** STATED TASK A **
Pull out every line of the listing that contains the word "white".

Yiddish theater (and other) songs, new cd: Ikh bin busy

The strange name of this cd comes from one of my favorite Yiddish theater songs ever, written by Nellie Casman: Mr Malekh haMoves ikh bin busy! (Mr Angel of Death, I'm busy) in which she, a young and rising star, gets so sick she DOESN'T GO TO WORK (ie she is sick unto death because nothing kept those troupers from the stage) and subsequently tries to convince the Angel of Death she simply has too much to do to die. It's the title track of this cd, Ikh bin busy.

Only $7 and comes with a 19-page pdf file of the complete Yiddish lyrics in transliteration and my translations.

I also put two songs on this cd that I wrote as entries to the 2015 International Yidisher Idol competition in Mexico City. I won first prize with Ikh ken shoyn nit mithaltn, I was Grand Champion that year!

Click on the picture to visit the cd and have a listen.

** STATED TASK B **
Condense the paragraph of the CD announcement that begins "The strange name of this cd" into two sentences, keeping its main facts.

** RECORDS FOR THIS EXERCISE **
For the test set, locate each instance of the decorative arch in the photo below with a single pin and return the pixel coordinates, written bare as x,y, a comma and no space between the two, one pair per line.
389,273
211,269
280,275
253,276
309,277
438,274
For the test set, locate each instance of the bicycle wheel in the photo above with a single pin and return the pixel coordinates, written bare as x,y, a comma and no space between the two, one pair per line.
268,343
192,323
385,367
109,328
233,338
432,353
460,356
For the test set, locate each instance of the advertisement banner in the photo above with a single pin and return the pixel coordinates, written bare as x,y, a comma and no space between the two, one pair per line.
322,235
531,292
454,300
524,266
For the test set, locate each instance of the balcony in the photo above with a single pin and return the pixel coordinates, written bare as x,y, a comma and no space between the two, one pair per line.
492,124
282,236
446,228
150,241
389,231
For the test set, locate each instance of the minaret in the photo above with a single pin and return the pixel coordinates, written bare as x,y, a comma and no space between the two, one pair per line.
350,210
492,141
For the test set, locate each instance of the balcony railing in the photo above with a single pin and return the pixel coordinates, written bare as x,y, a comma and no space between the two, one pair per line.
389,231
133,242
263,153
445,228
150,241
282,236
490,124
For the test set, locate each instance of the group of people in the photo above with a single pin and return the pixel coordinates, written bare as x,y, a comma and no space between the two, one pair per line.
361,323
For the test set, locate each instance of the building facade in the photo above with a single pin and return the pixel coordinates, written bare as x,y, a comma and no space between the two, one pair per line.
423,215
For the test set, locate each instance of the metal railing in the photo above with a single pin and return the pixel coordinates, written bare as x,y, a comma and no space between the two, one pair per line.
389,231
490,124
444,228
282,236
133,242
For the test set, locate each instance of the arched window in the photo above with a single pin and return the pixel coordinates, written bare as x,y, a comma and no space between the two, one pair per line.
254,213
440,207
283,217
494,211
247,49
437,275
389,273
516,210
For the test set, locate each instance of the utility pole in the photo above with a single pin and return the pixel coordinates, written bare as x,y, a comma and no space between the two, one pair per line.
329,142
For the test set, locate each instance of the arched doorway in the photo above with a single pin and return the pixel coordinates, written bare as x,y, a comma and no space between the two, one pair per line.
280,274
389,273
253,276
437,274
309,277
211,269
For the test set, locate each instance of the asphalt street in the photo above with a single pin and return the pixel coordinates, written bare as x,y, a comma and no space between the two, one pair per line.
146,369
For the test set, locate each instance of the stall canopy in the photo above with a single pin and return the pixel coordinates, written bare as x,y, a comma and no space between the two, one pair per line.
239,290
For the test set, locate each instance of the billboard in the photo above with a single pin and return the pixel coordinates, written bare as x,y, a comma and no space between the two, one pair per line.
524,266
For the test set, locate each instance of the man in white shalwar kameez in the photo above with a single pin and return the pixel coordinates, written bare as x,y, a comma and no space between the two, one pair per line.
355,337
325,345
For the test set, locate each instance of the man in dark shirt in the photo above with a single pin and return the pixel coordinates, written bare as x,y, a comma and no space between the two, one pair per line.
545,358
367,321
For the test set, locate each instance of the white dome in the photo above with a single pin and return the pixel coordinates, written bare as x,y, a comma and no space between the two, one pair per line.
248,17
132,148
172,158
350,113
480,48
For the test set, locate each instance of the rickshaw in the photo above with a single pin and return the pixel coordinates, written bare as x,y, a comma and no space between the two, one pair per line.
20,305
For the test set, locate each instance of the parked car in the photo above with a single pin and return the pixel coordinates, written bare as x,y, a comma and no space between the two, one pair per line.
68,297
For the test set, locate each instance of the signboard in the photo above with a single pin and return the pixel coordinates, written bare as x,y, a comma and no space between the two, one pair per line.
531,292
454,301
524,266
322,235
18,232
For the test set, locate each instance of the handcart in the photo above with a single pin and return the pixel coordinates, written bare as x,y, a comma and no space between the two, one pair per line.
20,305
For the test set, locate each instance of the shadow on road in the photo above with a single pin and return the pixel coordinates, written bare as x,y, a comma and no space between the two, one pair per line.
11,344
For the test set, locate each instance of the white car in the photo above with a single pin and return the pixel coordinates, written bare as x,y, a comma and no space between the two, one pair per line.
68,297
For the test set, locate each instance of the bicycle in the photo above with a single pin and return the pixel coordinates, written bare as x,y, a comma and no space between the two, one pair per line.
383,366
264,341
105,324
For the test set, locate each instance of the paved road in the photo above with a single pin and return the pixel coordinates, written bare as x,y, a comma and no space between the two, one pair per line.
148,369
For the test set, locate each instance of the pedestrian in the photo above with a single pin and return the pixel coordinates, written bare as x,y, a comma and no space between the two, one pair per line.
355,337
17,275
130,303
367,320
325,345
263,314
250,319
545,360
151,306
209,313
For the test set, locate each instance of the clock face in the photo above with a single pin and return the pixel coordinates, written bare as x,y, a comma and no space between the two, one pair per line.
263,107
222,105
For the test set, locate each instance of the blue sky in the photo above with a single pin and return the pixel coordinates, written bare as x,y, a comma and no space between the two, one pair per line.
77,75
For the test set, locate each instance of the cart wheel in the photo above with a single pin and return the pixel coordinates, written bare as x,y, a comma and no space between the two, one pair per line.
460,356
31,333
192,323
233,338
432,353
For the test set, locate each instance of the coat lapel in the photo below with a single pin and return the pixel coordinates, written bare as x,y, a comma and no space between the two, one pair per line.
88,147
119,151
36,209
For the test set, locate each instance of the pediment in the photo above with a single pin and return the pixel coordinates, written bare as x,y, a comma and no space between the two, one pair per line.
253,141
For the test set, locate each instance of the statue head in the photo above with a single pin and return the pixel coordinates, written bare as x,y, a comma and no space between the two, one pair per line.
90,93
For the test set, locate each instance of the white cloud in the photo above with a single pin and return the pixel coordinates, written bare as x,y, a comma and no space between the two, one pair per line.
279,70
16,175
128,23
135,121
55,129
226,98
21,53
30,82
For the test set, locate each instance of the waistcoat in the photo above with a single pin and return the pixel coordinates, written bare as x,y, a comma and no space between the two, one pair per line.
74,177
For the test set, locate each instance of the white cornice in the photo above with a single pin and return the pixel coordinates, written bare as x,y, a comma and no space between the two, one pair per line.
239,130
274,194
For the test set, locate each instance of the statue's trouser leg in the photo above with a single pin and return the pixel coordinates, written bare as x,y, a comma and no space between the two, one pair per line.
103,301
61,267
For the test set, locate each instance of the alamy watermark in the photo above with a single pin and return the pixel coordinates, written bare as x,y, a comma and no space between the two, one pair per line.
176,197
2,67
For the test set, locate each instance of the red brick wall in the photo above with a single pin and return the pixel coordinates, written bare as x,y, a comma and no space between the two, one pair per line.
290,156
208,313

** TASK ANSWER A **
For the test set, locate each instance of the man in white shalwar kameez in the photo above with a single pin and return the pixel coordinates, written bare as x,y, a comma and no space between the two, one pair per line.
For the test set, locate each instance of the white dome in the photo above with a single pin and return the pixel coordinates, written bare as x,y, a comma and no space between the two, one pair per line.
For the test set, locate each instance of the white car in the photo above with a single pin and return the pixel coordinates, written bare as x,y, a comma and no space between the two, one pair per line.
For the test set, locate each instance of the white cloud in the photo above with a single pin and return the pixel coordinates, written bare as x,y, a comma and no space between the two, one pair per line.
For the test set, locate each instance of the white cornice in the photo above with a single pin and return the pixel coordinates, written bare as x,y, a comma and no space between the two, one pair per line.

** TASK ANSWER B **
The CD Ikh bin busy is named for its title track, Nellie Casman's Yiddish theater song Mr Malekh haMoves ikh bin busy! (Mr Angel of Death, I'm busy), one of the writer's favorites. In the song, Casman, a young rising star, becomes so sick that she misses work, and she then tries to convince the Angel of Death that she has too much to do to die.